═════ Text provided ═════
Rudyard Kipling. One of his masterpieces, the poem “IF” begins with the phrase above which was the only phrase that came to mind as I woke up this morning to more messages about my son in New York.
For two straight days, he has suffered a headache and had thrown up at lunch time. The first time it happened, we were thinking he just didn’t have enough to eat, or that the food he ate from the school cafeteria was bad. Then this happened again today, and his Dad went home and secured an appointment with our pediatrician. I got through to them on their way home from the doctor’s office to dinner, and I was told the pediatrician suspects it’s an ear infection and he was being given medication. While my fears have been calmed a bit, I am still in a state of worry because I am 10,000 miles away and I am worried about the thousand other possibilities about his illness. Now I hate myself for asking “What else can go wrong?” because I am getting hit where I am weakest — where my son is involved.
I am almost tempted to try and get on the first plane out but I know that is over-reacting. My airline has a few flights leaving daily and I was thinking of trying to get on one tomorrow or the day after. Then again I have to remind myself we are hoping to get something major accomplished yet and to leave now would defeat the very purpose of what this trip was about in the first place.
═════ Supplied records ═════
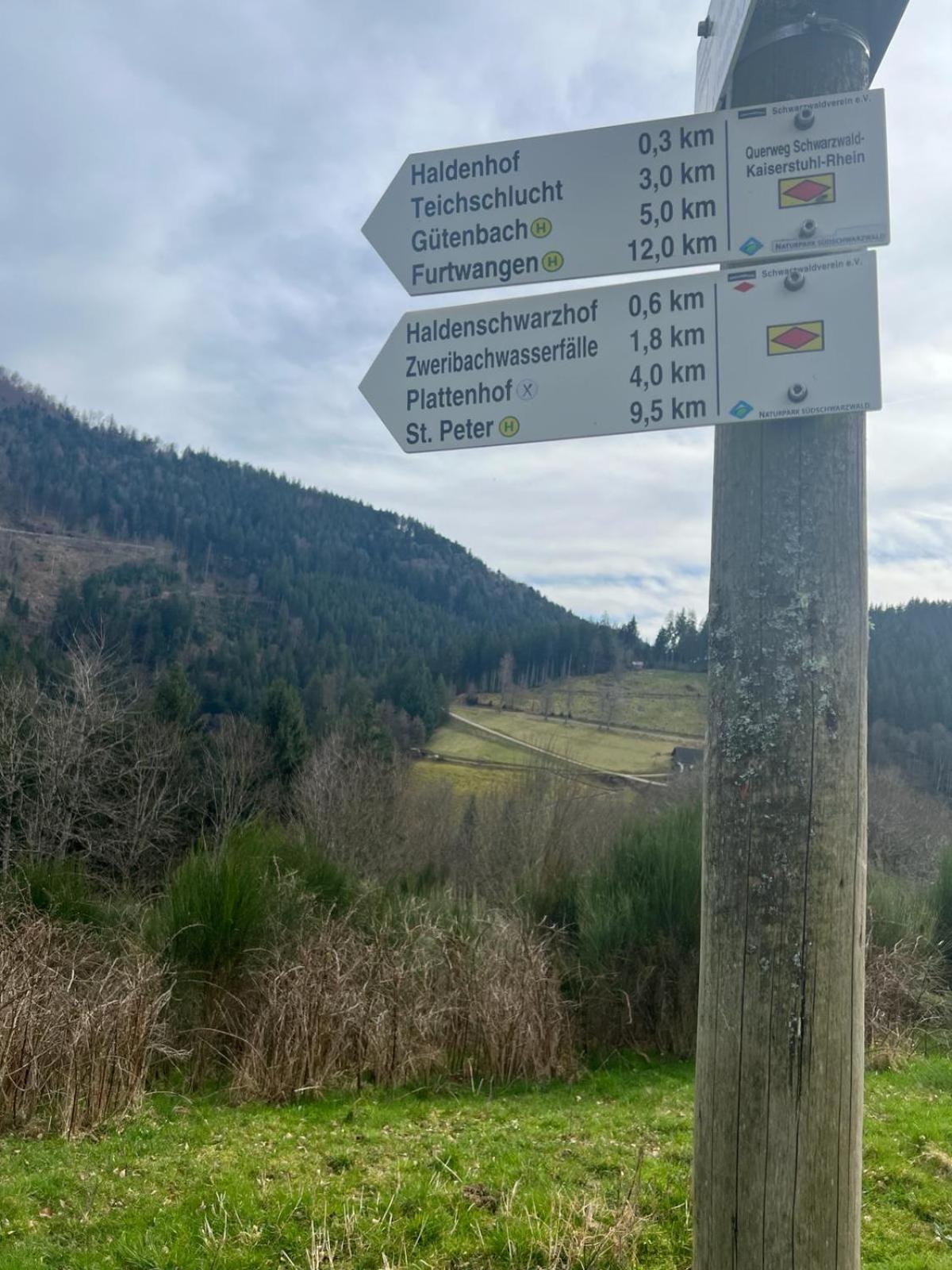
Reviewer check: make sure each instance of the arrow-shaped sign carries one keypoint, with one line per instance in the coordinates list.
═════
═════ Supplied records ═════
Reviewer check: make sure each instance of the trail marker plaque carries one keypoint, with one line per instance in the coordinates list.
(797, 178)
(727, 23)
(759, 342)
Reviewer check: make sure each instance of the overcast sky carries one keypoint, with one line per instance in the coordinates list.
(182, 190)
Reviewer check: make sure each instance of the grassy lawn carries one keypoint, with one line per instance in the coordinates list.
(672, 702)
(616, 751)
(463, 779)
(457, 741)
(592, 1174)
═════
■ **Work task 1**: In the post about the writer's sick son, what did the pediatrician suspect was causing the boy's illness?
■ **Work task 2**: Resume the post about the writer's sick son, starting after its last sentence.

■ **Answer 1**: An ear infection.

■ **Answer 2**:
I couldn’t hold back the tears in that momentary feeling of defeat yet again when I suddenly got overwhelmed by all the things that have been happening. I have a 7:30am appointment with another dear friend, Reggie, who is meeting me after his call center shift. I was thinking of cancelling but thought twice about it. Better to go see those who have gone out of their way to see me rather than those I have sought out but have taken so much pains to avoid me. And I have to remind myself of all the blessings I have received via all these people who have showered me with their love and reminders that all will be well in time. I need a friend’s warm embrace and laughter more than ever now.
So many have written that they are praying for me. Another message from above. Even as I feel downed by new doubts creeping into my heart, I keep hearing the heavens speaking to me through people I didn’t even know stopped by and read my words here.
Last night, before jetlag dragged me to la-la land, I saw this heartwarming comment from Cindy who had stopped by via my Art Journal Everyday attempts at self expression:
Cindy wrote in response to “A Day of Prayer” below: thank you for taking me on this journey with you! i am a brand new reader having clicked on a pinterest post of one of your beautiful journal posts. it’s 4am and i laughed at how God can work in our lives. i have been feeling a pull to go back to Mass (rather than the church from a different denomination i have been attending) so last nite my art journal was “give me a sign” mmm then i stumbled into your world and read this post (which of course led me to read some past posts and the art journal every day) and my heart is smiling. so my heart thanks you! and know i will be praying for you today cindy
To which the Pinay New Yorker says: Thank you, Cindy… your comment did more for me than what my words did for you. I am so overwhelmed by all the love and words of encouragement that continue to pour in, and I am truly amazed how what I am writing has brought out strangers who are no longer strangers to my struggle, and who make me feel that He is talking to me from above.
I am humbled. I am driven to tears knowing Someone up there is listening to me and He is letting all of you show me that He is indeed there, even when I feel abandoned and lost. Thank you once again.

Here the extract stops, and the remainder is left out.